■ **Texto de origem**:
╔══
Achei que daria para ver a entrega do Oscar pela Globo, mas só consegui saber quem vai para o próximo paredão no Big Brother. As horas iam correndo e nada do Oscar - o programa do Bial não acabava. Nos intervalos, uma sorridente Maria Beltrão - realmente simpática - ia nos dando as pílulas, que na verdade eram os prêmios importantes que íamos perdendo: melhor ator coadjuvante, melhor animação, direção de arte, efeitos especias, entre outros. Mesmo assim, a apresentadora nos garantia que a festa estava "apenas começando" (!) - teve que falar isso umas duas ou três vezes, não deve ter sido fácil para ela, que é uma jornalista séria e profissional. Quando a transmissão começou para valer, perto da meia noite e meia, eu já estava quase dormindo e desisti. O comentário do grande ator José Wilker, pouco antes, dizendo que as roupas do filme tal - vencedor na categoria figurino - eram "realmente bonitas", contribuiu para a decisão.

Democracia

Uma matéria sobre Ongs no caderno Link (Estadão). Parece que a função primeira destas organizações seria a de 'repensar a democracia no Brasil'. Acho estranho. O Brasil precisa de defensores da democracia - ela já tem sido repensada o suficiente e com as consequências conhecidas em países como Bolívia e Venezuela.
╚══
Linhas de dados:
╔══
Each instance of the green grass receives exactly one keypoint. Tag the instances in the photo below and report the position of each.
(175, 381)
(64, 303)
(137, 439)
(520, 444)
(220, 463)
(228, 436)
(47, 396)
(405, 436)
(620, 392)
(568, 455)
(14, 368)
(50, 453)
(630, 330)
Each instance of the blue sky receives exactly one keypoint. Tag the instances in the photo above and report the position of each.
╚══
■ **Faça isto**: Cite, sem mudar nada, o trecho do texto de origem que vai de "Uma matéria sobre" até "Bolívia e Venezuela.".

■ **Resolução comentada**:
Uma matéria sobre Ongs no caderno Link (Estadão). Parece que a função primeira destas organizações seria a de 'repensar a democracia no Brasil'. Acho estranho. O Brasil precisa de defensores da democracia - ela já tem sido repensada o suficiente e com as consequências conhecidas em países como Bolívia e Venezuela.